Studio album by Joan Sebastian
- Released: April 24, 2006
- Genre: Banda
- Length: 35:34
- Label: Musart
- Producer: Joan Sebastian; Chucho Rincón;

Joan Sebastian chronology
| De Relajo y Pa Bailar (2006) | Más Allá del Sol (2006) | No Es de Madera (2007) |

= Más Allá del Sol =

Más Allá del Sol (Beyond the Sun) is the 35th studio album by Mexican singer-songwriter Joan Sebastian. Produced by Sebastian, it was released on April 24, 2006 through Musart Records. The album peaked at No. 7 on the Billboard Top Latin Albums chart, and peaked at No. 189 on the Billboard 200, becoming Sebastian's third entry on the chart.

The album spawned the top-ten singles "Eso y Más" and the title track "Mas Allá del Sol", which peaked at No. 6 and No. 3 on the Billboard Hot Latin Songs chart, respectively. The title track is Sebastian's longest-running entry on the chart, staying on it for 35 weeks.

* Aim
Continue the article on the album Más Allá del Sol, starting after its final sentence.

(Labeled region outline entries)
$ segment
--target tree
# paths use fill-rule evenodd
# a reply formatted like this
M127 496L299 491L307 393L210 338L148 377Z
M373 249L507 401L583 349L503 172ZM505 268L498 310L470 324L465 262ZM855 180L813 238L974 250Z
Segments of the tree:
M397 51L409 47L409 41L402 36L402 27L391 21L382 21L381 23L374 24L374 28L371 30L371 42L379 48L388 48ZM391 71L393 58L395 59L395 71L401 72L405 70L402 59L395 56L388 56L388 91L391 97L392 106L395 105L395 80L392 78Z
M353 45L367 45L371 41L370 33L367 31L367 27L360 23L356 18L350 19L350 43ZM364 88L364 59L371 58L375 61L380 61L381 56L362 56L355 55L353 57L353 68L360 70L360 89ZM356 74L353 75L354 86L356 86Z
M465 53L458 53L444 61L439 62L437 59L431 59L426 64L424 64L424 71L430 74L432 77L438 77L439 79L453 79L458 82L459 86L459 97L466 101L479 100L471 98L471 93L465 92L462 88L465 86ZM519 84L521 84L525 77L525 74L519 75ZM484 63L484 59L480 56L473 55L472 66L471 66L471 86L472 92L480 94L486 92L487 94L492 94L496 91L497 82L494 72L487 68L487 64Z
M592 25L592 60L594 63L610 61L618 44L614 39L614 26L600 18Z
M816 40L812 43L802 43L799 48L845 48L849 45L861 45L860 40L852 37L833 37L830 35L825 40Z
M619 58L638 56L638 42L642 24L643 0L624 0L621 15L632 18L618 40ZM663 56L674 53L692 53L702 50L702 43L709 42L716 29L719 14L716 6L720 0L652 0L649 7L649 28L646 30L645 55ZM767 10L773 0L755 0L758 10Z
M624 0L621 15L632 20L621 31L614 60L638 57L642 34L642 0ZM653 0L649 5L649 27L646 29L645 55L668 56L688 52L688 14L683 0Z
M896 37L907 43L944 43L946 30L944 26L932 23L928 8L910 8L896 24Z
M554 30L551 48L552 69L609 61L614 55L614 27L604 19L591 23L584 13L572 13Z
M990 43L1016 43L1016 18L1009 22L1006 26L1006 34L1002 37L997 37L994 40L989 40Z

* Response
== Track listing ==

| No. | Title | Length |
|---|---|---|
| 1. | "Reflexiones de Este Gallo" | 2:48 |
| 2. | "Cuando Murió Mi Caballo" | 3:03 |
| 3. | "Amor Limosnero" | 3:40 |
| 4. | "Sol" | 2:42 |
| 5. | "Invítame Un Cigarro" | 2:42 |
| 6. | "Viviré Lo Mío" | 3:02 |
| 7. | "Guerita de Huentitán" | 2:52 |
| 8. | "La Medecina" | 2:40 |
| 9. | "Más Allá del Sol" | 2:43 |
| 10. | "Guerrero Es" | 3:22 |
| 11. | "En La Banca" | 3:15 |
| 12. | "Eso y Más" | 2:39 |
| Total length: |  | 35:34 |

== Charts ==

Chart performance for "Más Allá del Sol"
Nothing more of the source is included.